** Start Input data **
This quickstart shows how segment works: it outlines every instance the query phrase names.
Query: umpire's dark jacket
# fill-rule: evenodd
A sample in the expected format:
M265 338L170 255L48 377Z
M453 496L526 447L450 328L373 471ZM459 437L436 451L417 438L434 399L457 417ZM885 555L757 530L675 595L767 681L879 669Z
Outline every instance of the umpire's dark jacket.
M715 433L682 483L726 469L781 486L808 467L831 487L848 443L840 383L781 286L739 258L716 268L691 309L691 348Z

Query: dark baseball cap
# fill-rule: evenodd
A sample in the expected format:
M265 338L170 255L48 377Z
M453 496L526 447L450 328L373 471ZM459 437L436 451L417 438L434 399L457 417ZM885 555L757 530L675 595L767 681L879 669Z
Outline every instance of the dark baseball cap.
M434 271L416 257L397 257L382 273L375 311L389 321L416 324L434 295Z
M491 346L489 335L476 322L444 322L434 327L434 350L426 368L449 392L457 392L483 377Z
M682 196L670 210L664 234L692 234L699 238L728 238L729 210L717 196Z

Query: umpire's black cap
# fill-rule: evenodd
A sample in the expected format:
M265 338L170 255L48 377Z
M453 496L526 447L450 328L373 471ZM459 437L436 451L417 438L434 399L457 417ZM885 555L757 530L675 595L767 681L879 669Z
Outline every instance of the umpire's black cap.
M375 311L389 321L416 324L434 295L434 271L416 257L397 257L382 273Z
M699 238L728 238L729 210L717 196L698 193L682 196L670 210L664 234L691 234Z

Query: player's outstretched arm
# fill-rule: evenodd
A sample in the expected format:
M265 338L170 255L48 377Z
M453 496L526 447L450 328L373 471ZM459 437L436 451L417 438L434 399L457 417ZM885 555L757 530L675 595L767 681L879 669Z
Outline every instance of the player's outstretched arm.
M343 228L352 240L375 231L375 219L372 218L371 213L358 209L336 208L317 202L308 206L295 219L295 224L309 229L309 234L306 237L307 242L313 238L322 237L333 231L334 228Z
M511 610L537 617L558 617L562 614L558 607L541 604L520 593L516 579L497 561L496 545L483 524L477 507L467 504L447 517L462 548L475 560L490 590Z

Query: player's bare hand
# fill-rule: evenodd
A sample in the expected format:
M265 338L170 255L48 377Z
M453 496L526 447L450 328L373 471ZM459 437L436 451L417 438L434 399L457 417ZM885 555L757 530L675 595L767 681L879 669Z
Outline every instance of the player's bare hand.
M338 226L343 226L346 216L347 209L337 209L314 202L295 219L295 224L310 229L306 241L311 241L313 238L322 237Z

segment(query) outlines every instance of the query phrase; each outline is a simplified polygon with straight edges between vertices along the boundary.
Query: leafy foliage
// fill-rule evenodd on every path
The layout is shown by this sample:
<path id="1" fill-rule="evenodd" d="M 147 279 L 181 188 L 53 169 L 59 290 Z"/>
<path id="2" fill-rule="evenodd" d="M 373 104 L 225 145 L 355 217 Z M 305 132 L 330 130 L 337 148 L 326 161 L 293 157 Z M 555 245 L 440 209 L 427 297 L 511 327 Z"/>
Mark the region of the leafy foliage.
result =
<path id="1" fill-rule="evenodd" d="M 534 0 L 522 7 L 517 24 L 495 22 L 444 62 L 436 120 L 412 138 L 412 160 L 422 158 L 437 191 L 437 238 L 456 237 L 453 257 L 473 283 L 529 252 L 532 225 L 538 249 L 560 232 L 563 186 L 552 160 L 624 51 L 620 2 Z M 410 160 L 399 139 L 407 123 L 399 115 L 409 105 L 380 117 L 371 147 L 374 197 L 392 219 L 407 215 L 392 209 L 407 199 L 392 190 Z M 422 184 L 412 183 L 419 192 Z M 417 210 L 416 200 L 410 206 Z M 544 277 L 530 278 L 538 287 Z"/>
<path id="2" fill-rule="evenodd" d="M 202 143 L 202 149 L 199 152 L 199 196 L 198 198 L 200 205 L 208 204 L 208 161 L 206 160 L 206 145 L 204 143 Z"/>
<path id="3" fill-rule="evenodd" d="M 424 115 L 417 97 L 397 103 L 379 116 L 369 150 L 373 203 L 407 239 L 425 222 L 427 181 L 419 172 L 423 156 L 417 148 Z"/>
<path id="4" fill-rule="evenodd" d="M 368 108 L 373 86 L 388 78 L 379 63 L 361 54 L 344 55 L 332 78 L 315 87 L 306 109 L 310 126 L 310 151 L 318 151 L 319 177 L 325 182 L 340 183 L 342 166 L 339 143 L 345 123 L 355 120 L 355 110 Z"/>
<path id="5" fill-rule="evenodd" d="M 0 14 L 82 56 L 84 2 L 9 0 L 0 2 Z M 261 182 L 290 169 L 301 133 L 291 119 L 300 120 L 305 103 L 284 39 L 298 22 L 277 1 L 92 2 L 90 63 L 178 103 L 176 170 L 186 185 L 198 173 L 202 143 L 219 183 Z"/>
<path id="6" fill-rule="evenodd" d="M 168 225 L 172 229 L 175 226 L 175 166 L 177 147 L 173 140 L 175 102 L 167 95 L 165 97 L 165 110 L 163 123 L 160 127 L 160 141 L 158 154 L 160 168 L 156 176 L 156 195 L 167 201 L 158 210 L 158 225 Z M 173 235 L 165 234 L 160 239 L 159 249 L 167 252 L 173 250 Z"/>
** End Input data **
What to produce: Write out all of the lines above again without any changes.

Solution for this task:
This quickstart shows how segment works: it outlines every instance the query phrase names.
Query: umpire's dark jacket
# fill-rule: evenodd
A sample in the expected format:
M265 338L170 255L48 377Z
M453 496L526 447L450 328L373 471ZM459 437L436 451L417 438L434 399L457 417ZM885 555L757 530L675 595L767 681L879 669Z
Outline every instance of the umpire's dark jacket.
M715 433L682 483L726 469L781 486L808 467L831 487L848 443L840 383L781 286L739 258L716 268L691 309L691 348Z

Query: dark baseball cap
# fill-rule: evenodd
A sample in the expected format:
M265 338L170 255L48 377Z
M453 496L526 447L450 328L373 471ZM459 437L436 451L417 438L434 399L457 417ZM885 555L757 530L675 595L767 681L879 669Z
Outline every instance of the dark baseball cap.
M434 271L416 257L397 257L382 273L375 311L389 321L416 324L434 295Z
M491 346L489 335L476 322L444 322L434 327L434 350L426 368L449 392L457 392L483 377Z
M682 196L670 210L664 234L692 234L699 238L728 238L729 210L717 196Z

Query: umpire's black cap
# fill-rule: evenodd
A sample in the expected format:
M265 338L170 255L48 377Z
M453 496L526 447L450 328L373 471ZM459 437L436 451L417 438L434 399L457 417ZM885 555L757 530L675 595L767 681L879 669Z
Outline every instance of the umpire's black cap.
M375 311L389 321L416 324L434 295L434 271L416 257L397 257L382 273Z
M699 238L728 238L729 210L717 196L698 193L682 196L670 210L664 234L691 234Z

Query: player's outstretched arm
# fill-rule: evenodd
A sample in the expected format:
M265 338L170 255L48 377Z
M453 496L526 447L450 328L373 471ZM459 437L436 451L417 438L434 399L457 417ZM885 555L757 530L675 595L767 681L879 669Z
Outline every instance of the player's outstretched arm.
M343 228L352 240L375 231L375 219L372 218L371 213L358 209L336 208L317 202L308 206L295 219L295 224L309 229L309 234L306 237L307 242L313 238L322 237L333 231L334 228Z
M511 610L537 617L558 617L562 614L558 607L541 604L520 593L516 579L497 561L496 545L483 524L477 507L467 504L447 517L462 548L475 560L490 590Z

Query: player's bare hand
# fill-rule: evenodd
A sample in the expected format:
M265 338L170 255L48 377Z
M453 496L526 447L450 328L373 471ZM459 437L436 451L417 438L434 399L457 417ZM885 555L757 530L675 595L767 681L879 669Z
Outline every instance of the player's bare hand.
M338 226L343 226L346 216L347 209L337 209L314 202L295 219L295 224L310 229L306 241L311 241L313 238L322 237Z

segment(query) outlines every instance of the query phrase; each outline is a simplified polygon with straight edges between vertices along the boundary.
Query: leafy foliage
// fill-rule evenodd on every path
The layout is shown by this sample:
<path id="1" fill-rule="evenodd" d="M 147 279 L 181 188 L 53 169 L 59 290 Z"/>
<path id="2" fill-rule="evenodd" d="M 373 104 L 225 145 L 355 217 Z M 305 132 L 330 130 L 337 148 L 326 161 L 293 157 Z M 555 245 L 440 209 L 427 297 L 511 327 Z"/>
Mark the region of the leafy foliage.
result =
<path id="1" fill-rule="evenodd" d="M 534 0 L 522 7 L 517 24 L 495 22 L 444 62 L 436 120 L 412 138 L 412 160 L 422 158 L 437 191 L 437 238 L 456 237 L 453 257 L 473 283 L 529 252 L 532 225 L 538 249 L 560 232 L 563 186 L 552 160 L 624 51 L 620 2 Z M 410 160 L 399 139 L 407 123 L 399 115 L 409 105 L 380 117 L 371 147 L 374 197 L 392 219 L 407 215 L 392 209 L 407 199 L 392 190 Z M 422 184 L 412 183 L 419 192 Z M 417 210 L 416 200 L 410 206 Z M 544 277 L 530 278 L 538 287 Z"/>
<path id="2" fill-rule="evenodd" d="M 202 143 L 202 149 L 199 152 L 199 196 L 198 198 L 200 205 L 208 204 L 208 161 L 206 160 L 206 145 L 204 143 Z"/>
<path id="3" fill-rule="evenodd" d="M 424 115 L 417 97 L 397 103 L 379 116 L 369 150 L 373 203 L 407 239 L 425 222 L 427 181 L 419 172 L 423 156 L 417 148 Z"/>
<path id="4" fill-rule="evenodd" d="M 368 108 L 373 86 L 388 78 L 379 63 L 361 54 L 344 55 L 332 78 L 315 87 L 306 109 L 310 126 L 310 151 L 318 151 L 319 177 L 325 182 L 340 183 L 342 166 L 339 143 L 345 123 L 355 120 L 355 110 Z"/>
<path id="5" fill-rule="evenodd" d="M 0 14 L 82 56 L 84 2 L 9 0 L 0 2 Z M 261 182 L 290 169 L 301 133 L 291 119 L 300 120 L 305 103 L 284 39 L 298 22 L 277 1 L 92 2 L 90 63 L 178 103 L 176 170 L 186 185 L 198 173 L 202 143 L 219 183 Z"/>
<path id="6" fill-rule="evenodd" d="M 168 225 L 172 229 L 175 226 L 175 166 L 177 147 L 173 140 L 175 102 L 167 95 L 165 97 L 165 110 L 163 123 L 160 127 L 160 141 L 158 154 L 160 168 L 156 176 L 156 195 L 167 201 L 158 210 L 158 225 Z M 173 235 L 165 234 L 160 239 L 159 249 L 167 252 L 173 250 Z"/>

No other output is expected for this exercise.